*Извлечённый текст:*

Граф Егор Францевич Канкрин, возвратившись из чужих краев после безуспешного лечения, скончался на 73 году от рождения, на нанятой в Павловске даче, в ночь с 9 на 10 сентября, после тяжких страданий, от поднявшейся вверх подагры. В моем сочинении «Император Николай в совещательных собраниях» я старался изобразить личность и характеристику этого примечательного человека, к которому потомство и история, верно, будут справедливее, нежели были современники. Истощенный недугами, последствием такой трудовой жизни, в которой мог спорить с ним разве только император Николай, он и на закате ее все еще проявлял искры того гения, которым некогда ярко блестел между своими сподвижниками. Между тем, о предсмертной болезни его, продолжавшейся около трех недель и предвещавшей несомненную кончину, в публике и разговора не было…
С прекратившимся внешним значением, не оставляя после себя никого в семье, в ком стоило бы искать, он пострадал и умер почти ни для кого незаметно. Отпевание тела происходило в реформаторской церкви (в Большой Конюшенной), откуда погребальная процессия двинулась на Смоленское иноверческое кладбище. Десять лент, русских и иностранных, свидетельствовали о заслугах покойного; но малочисленность провожавших доказывала, что он умер не министром финансов. Похороны были не великолепные.
За отсутствием в то время из Петербурга государя и наследника цесаревича, из членов царского дома в церкви находился и провожал гроб до Исаакиевского моста один великий князь Михаил Павлович.
Из министров не явился почти никто, кроме одного Вронченко, который, надо ему отдать справедливость, шел пешком до могилы; там, посыпав землею гроб своего благодетеля и творца, он усиливался выдавить из глаз несколько слезинок, но все это кончилось не совсем удачной попыткой.

*Показанные записи:*
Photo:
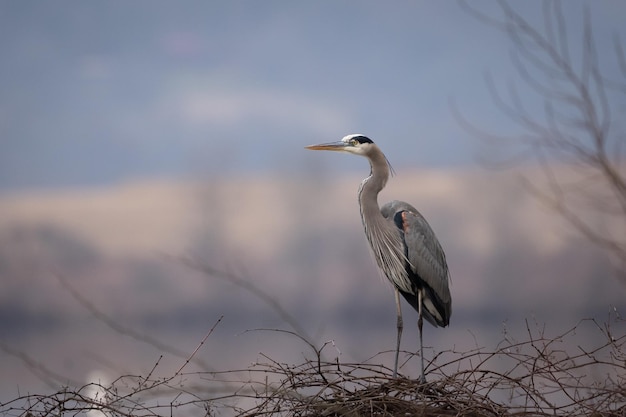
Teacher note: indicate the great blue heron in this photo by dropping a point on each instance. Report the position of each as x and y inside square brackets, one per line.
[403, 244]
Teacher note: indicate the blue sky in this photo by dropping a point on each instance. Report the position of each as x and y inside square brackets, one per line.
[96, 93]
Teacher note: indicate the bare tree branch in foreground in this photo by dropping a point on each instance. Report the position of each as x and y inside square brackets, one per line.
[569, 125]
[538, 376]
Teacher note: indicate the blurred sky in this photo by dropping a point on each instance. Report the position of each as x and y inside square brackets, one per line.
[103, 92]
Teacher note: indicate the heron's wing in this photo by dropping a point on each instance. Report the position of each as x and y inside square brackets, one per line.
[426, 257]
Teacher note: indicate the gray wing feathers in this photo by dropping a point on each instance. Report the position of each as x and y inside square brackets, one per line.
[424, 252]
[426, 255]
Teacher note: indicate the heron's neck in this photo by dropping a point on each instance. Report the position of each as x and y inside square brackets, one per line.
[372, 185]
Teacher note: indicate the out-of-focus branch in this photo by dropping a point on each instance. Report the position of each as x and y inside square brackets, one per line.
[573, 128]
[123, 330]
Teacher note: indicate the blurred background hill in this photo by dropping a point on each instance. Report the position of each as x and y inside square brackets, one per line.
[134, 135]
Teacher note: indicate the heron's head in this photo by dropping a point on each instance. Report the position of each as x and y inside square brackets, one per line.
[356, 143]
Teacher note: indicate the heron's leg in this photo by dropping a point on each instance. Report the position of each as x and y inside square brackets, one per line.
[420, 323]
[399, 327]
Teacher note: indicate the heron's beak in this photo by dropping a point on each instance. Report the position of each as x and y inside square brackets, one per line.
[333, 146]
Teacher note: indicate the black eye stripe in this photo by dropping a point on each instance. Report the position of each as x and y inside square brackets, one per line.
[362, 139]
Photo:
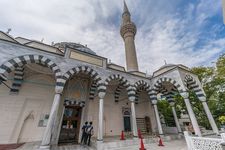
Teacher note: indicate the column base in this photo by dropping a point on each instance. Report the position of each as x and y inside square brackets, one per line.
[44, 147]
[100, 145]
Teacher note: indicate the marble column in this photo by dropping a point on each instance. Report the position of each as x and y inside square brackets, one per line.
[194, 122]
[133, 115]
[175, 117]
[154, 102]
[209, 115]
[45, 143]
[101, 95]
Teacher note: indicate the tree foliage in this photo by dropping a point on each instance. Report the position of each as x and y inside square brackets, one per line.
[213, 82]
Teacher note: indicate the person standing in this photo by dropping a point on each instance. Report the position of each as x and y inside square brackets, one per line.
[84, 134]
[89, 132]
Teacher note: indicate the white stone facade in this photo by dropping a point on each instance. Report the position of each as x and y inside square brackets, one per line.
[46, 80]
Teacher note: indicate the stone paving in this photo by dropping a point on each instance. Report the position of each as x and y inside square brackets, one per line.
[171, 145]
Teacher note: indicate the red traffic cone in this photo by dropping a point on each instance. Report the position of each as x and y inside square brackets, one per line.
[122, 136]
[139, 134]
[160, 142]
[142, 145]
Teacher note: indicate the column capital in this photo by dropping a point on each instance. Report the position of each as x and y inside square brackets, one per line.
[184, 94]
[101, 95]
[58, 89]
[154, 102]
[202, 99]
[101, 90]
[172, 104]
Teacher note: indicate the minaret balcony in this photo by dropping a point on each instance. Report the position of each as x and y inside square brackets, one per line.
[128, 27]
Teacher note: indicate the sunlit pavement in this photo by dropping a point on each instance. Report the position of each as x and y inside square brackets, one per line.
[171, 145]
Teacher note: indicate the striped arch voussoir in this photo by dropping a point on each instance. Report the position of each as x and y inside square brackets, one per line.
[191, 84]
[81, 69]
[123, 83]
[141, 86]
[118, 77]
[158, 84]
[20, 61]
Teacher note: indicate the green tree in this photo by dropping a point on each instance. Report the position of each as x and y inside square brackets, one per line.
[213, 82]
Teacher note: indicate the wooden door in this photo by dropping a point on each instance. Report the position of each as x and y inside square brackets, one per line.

*Задание A:* Кто из царской семьи провожал гроб до Исаакиевского моста, если верить тексту о кончине графа Канкрина?
*Задание B:* Напишите продолжение текста о кончине графа Канкрина, начиная сразу после его последнего предложения.

*Ответ A:* Великий князь Михаил Павлович.

*Ответ B:*
Из числа каких-нибудь ста начальников отделений министерства финансов не было на похоронах и десяти, а Петербургская биржа, считавшая в составе своем около трехсот купцов, явилась на церемонию в числе восьми человек! Эти торгаши в одни миг забыли все, чем были обязаны покойному, и не захотели даже одним последним бескорыстным поклоном покрыть все прежнее свое низкопоклонничество перед сильным министром. По смерти банкира барона Штиглица биржа была закрыта целый день, а по смерти Канкрина не заперли ни на минуту даже мелочной лавочки. Но после Штиглица оставался сын, вступивший в его права…[124]
Очень известный в то время реформатский пастор Муральт, первый и искренний друг покойного, но слабый проповедник, находился во время его смерти за границею, и потому надгробное слово произнес другой пастор, племянник первого, Муральт же, который к малому дару слова дяди присоединял и необыкновенную скудость мыслей. Главное достоинство его речи, немаловажное в дурном ораторе, заключалось в ее краткости.
По вечным законам природы, редкая трагедия на свете обходится без комедии. Смерть Канкрина также не избегла этой участи. Современники, вероятно, в память того, что покойник, при жизни, немилосердно обходился с русским языком, заставили его и из гроба казнить наше родное слово. В «Северной Пчеле» напечатана была о нем следующая безграмотная фраза: «Всеми глубоко уважаемый и искренно сожалеемый» и т. д.
Другие газеты наши увековечили, со своей стороны, эту фразу, тиснув ее, разумеется, без перемены, в своих столбцах.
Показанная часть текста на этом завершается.